Would you output all the data exactly as it stands?
>>>>>
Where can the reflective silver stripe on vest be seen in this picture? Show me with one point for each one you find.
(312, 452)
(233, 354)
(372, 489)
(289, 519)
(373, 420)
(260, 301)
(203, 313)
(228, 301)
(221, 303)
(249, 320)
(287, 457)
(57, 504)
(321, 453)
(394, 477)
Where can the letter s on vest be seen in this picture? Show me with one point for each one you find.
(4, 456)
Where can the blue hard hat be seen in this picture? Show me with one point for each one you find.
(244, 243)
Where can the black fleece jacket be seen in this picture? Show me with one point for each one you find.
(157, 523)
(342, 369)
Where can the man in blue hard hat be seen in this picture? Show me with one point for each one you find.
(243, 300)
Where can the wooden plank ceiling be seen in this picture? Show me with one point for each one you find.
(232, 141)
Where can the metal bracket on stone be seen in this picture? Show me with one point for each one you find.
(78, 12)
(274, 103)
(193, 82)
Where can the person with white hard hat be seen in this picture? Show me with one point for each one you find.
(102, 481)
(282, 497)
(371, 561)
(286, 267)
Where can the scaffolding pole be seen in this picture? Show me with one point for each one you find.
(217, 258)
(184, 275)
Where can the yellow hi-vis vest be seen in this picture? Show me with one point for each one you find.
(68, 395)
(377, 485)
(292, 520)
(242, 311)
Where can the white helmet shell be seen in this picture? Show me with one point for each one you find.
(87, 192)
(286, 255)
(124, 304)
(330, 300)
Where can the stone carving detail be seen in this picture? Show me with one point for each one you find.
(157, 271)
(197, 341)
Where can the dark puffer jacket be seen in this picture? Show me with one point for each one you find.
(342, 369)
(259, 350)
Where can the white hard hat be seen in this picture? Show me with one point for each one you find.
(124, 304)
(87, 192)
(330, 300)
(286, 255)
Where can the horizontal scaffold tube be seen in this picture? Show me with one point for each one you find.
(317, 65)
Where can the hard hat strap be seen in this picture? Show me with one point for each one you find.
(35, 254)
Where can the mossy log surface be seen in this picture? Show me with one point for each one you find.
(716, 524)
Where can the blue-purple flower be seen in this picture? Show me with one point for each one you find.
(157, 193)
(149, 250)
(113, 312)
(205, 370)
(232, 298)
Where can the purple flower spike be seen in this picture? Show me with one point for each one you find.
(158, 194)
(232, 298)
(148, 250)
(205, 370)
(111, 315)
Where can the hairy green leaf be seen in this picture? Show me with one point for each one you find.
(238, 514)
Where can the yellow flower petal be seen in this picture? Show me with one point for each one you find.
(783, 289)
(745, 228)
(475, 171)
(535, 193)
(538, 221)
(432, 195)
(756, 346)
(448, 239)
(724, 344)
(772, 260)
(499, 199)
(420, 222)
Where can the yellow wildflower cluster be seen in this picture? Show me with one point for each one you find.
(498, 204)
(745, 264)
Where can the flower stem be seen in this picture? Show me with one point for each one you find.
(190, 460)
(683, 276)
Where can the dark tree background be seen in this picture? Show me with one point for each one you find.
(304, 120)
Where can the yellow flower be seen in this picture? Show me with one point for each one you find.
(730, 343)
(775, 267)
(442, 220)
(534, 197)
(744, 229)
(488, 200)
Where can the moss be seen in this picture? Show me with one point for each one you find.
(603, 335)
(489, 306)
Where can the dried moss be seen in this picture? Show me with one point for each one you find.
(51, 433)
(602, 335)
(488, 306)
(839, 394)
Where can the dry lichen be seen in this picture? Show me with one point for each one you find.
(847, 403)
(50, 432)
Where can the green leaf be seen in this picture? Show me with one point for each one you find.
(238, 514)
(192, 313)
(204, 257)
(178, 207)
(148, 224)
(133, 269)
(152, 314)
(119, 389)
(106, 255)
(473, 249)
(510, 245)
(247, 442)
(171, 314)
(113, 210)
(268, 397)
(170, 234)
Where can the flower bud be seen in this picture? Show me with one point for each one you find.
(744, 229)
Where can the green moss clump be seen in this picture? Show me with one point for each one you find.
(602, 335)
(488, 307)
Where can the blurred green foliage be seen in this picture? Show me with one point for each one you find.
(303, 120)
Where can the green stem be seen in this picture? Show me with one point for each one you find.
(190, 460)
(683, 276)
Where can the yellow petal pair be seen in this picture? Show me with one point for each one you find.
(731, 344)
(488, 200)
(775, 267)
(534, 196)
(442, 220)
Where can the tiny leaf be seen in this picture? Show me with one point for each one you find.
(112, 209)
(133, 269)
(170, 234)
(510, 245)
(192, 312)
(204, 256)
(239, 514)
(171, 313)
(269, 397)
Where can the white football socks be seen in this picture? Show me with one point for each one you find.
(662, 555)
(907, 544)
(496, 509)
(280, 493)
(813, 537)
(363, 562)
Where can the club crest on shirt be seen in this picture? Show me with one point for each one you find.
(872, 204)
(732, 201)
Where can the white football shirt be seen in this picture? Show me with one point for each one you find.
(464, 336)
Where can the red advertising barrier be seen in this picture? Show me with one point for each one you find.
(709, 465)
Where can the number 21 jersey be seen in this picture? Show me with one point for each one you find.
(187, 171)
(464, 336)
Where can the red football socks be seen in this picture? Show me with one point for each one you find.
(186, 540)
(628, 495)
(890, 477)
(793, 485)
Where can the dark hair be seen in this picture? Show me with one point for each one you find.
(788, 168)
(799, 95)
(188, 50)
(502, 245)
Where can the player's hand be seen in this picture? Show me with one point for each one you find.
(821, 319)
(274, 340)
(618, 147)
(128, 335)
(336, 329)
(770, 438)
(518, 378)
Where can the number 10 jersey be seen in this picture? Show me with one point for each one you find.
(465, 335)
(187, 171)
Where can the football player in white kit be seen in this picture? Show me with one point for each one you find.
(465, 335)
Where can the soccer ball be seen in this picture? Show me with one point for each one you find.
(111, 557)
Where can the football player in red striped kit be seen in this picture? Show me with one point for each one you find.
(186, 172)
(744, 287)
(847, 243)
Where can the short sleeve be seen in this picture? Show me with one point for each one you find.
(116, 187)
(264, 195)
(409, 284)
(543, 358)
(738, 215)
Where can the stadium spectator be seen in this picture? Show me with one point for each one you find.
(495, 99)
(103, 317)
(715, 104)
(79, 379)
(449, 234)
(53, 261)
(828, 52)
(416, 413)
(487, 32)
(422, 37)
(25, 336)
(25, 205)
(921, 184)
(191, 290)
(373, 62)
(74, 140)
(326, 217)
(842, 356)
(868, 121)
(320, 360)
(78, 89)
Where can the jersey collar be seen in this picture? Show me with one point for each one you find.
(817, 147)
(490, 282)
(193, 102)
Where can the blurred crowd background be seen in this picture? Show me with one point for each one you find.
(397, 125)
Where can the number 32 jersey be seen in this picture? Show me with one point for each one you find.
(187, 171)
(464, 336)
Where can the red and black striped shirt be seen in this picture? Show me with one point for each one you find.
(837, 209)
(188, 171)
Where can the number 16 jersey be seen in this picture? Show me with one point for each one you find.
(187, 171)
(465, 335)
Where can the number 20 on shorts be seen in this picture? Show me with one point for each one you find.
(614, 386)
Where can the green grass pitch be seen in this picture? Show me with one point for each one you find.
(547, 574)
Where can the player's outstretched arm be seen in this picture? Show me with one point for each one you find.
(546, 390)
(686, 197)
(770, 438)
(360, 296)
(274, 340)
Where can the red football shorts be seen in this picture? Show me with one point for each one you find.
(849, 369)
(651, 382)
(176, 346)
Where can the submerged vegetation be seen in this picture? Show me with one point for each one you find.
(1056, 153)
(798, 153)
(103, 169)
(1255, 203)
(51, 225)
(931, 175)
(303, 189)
<<<<<
Exercise solution.
Where can the reflective silver stripe on vest be seen in this picture? Show me with one point for each one you find.
(312, 452)
(233, 354)
(372, 489)
(289, 519)
(373, 420)
(260, 301)
(203, 313)
(228, 301)
(221, 303)
(249, 320)
(287, 457)
(57, 504)
(321, 453)
(394, 477)
Where can the letter s on vest be seen in this picture? Show me with one point for each one you find.
(4, 456)
Where can the blue hard hat be seen in this picture? Show me with one point for each one you find.
(244, 243)
Where can the black fleece jacket be seen in this picture? Show me with one point for each one you find.
(157, 523)
(342, 369)
Where can the man in blue hard hat be seen in this picture? Show me with one point for each one you find.
(243, 300)
Where can the wooden plank ceiling be seen in this picture? Show me with one point for each one you find.
(232, 141)
Where can the metal bracket on stone be seen in this picture? Show me with one point for each one you find.
(78, 12)
(274, 103)
(193, 82)
Where can the person with white hard hat be seen in this picture? Show me with one point for each one you find.
(102, 481)
(282, 497)
(371, 561)
(286, 267)
Where can the scaffolding pole be seen in this picture? Show me with one point for each one you find.
(217, 258)
(184, 275)
Where can the yellow hi-vis vest be seen in this picture? Show me with one point for each one you find.
(68, 395)
(377, 485)
(292, 520)
(242, 311)
Where can the white helmet shell be seen in this picture? Show me with one point for each one you find.
(87, 192)
(286, 255)
(124, 304)
(330, 300)
Where can the stone carving detail be seen in this picture? Show me with one point for each one you find.
(157, 271)
(197, 341)
Where can the dark puffer jacket be seen in this picture? Show me with one point for each one you find.
(342, 369)
(259, 350)
Where can the white hard hat be seen in this picture? Show me with one point for each one you find.
(124, 304)
(87, 192)
(330, 300)
(286, 255)
Where can the horizontal scaffold tube be seen in this picture? Show me with one point for each one you find.
(317, 65)
Where can the hard hat strap be seen in this picture? Show me with one point for each one you find.
(35, 254)
Where can the mossy log surface be seen in this picture? Show me with one point for each one you find.
(716, 524)
Where can the blue-purple flower be seen in this picture? Show me with one point for each one you find.
(157, 193)
(149, 250)
(113, 312)
(205, 370)
(232, 298)
Where can the purple flower spike be seen in this picture? Show me with one point for each one you find.
(158, 194)
(232, 298)
(148, 250)
(205, 370)
(111, 315)
Where can the hairy green leaf be seen in this picture? Show me with one point for each one you find.
(238, 514)
Where can the yellow flower petal be seen in this picture? Show me with one point for each one you find.
(783, 289)
(745, 228)
(475, 171)
(535, 193)
(538, 221)
(432, 195)
(756, 346)
(448, 239)
(724, 344)
(772, 260)
(499, 199)
(420, 222)
Where can the yellow wildflower cluster be seen in this picture? Show me with one point for each one you find.
(498, 204)
(745, 264)
Where can the flower stem be seen in this picture? Show me with one point for each one you find.
(190, 460)
(683, 276)
Where can the dark tree background be seen in this picture? Show me with one point for each one you find.
(304, 120)
Where can the yellow flower be seen in this picture? Show me with one point for each one you find.
(730, 343)
(775, 267)
(442, 220)
(534, 197)
(744, 229)
(488, 200)
Where can the moss be seen in this picture? Show me with one point for each one you find.
(603, 335)
(489, 306)
Where can the dried moss be seen in this picture? Show me with one point for each one you find.
(51, 433)
(602, 335)
(488, 306)
(839, 394)
Where can the dry lichen be seen in this picture? Show me with one point for each one you find.
(847, 403)
(50, 432)
Where can the green leaf be seen in this picture? Show me with one point for each one you find.
(238, 514)
(192, 313)
(204, 257)
(178, 207)
(148, 224)
(133, 269)
(152, 314)
(119, 389)
(106, 255)
(473, 249)
(510, 245)
(247, 442)
(171, 314)
(113, 210)
(268, 397)
(170, 234)
Where can the flower bud be seen in this picture? Show me with one point for each one you find.
(744, 229)
Where can the green moss clump be seen in this picture? Show me with one point for each one you find.
(602, 335)
(488, 307)
Where can the blurred green foliage be seen in this picture? Show me with one point for each one you find.
(303, 120)
Where can the green stem be seen in this picture? Show me with one point for each one you find.
(190, 460)
(683, 276)
Where can the yellow petal pair be seen in this picture? Show me with one point for each one you find.
(731, 344)
(488, 200)
(775, 267)
(534, 196)
(442, 220)
Where can the tiny leaf be seen in this picture? Show me with one point for each one you find.
(112, 209)
(133, 269)
(170, 234)
(510, 245)
(192, 312)
(204, 256)
(239, 514)
(171, 313)
(269, 397)
Where can the white football socks be seen in this picture? Show me with one point for each one you find.
(662, 555)
(907, 544)
(496, 509)
(280, 493)
(813, 537)
(363, 562)
Where can the club crest on shirt be seen in this picture? Show me with one point for each one you find.
(872, 204)
(732, 201)
Where can the white football shirt be seen in this picture? Show me with one point for each one you find.
(464, 336)
Where can the red advertising barrier be seen in this picture? Show me with one point for each one you find.
(709, 465)
Where can the number 21 jersey be seen in this picture? Show me with one point for each one you find.
(187, 171)
(464, 336)
Where can the red football socks be seen in this picture? Show me with one point for each one you find.
(186, 540)
(628, 495)
(890, 477)
(793, 485)
Where can the dark hair be seen in this picture? Show me with one point for each one you find.
(788, 168)
(799, 95)
(188, 50)
(502, 245)
Where can the player's hand be seen in this picture? Show me with one point for each one you find.
(821, 319)
(274, 340)
(618, 147)
(128, 335)
(336, 329)
(770, 438)
(518, 378)
Where can the number 10 jersey be seen in this picture? Show me with one point for each one you find.
(465, 335)
(187, 171)
Where can the football player in white kit be seen in this picture? Show me with one point for each one you find.
(465, 335)
Where can the soccer ball be seen in this picture? Show me with one point for each one you find.
(111, 557)
Where can the football player in red striped kit be seen in this picture? Show me with one point for each one you find.
(186, 172)
(744, 287)
(847, 243)
Where can the short sleeve be seen in this picture? Show me with one point for each one you find.
(116, 187)
(264, 195)
(409, 284)
(543, 358)
(738, 215)
Where can the stadium spectator be seen in this picture? Show me with one point for each one you find.
(495, 99)
(103, 317)
(715, 104)
(79, 379)
(449, 234)
(53, 261)
(828, 52)
(416, 413)
(487, 32)
(422, 37)
(25, 336)
(25, 205)
(921, 184)
(191, 290)
(373, 62)
(74, 140)
(326, 217)
(842, 356)
(868, 121)
(320, 360)
(78, 89)
Where can the jersey collar be seen in this picture? Show me with one point for each one you find.
(817, 147)
(490, 282)
(193, 102)
Where can the blurred crowd background be seen in this picture? Show me with one point for each one you find.
(397, 125)
Where can the number 32 jersey be seen in this picture? Show me with one point for each one you find.
(187, 171)
(464, 336)
Where can the red and black striped shirt be seen in this picture? Show me with one point for each one you find.
(837, 209)
(188, 171)
Where can the number 16 jersey be seen in this picture? Show me with one point for each one you find.
(187, 171)
(465, 335)
Where can the number 20 on shorts be seen in this picture? Show me with one point for each one you find.
(614, 386)
Where can the green grass pitch be seen in this picture? Show me with one point for each one you find.
(547, 574)
Where can the player's outstretched arm be seen in this picture? Show me with one point for each one you find.
(546, 390)
(686, 197)
(770, 438)
(360, 296)
(274, 340)
Where can the red football shorts be seen in this picture? Show me with one point for each one you find.
(849, 369)
(651, 382)
(176, 346)
Where can the submerged vegetation be seen in this picture? Show me with one point for each one you find.
(1056, 153)
(798, 153)
(103, 169)
(1255, 203)
(51, 225)
(931, 175)
(303, 189)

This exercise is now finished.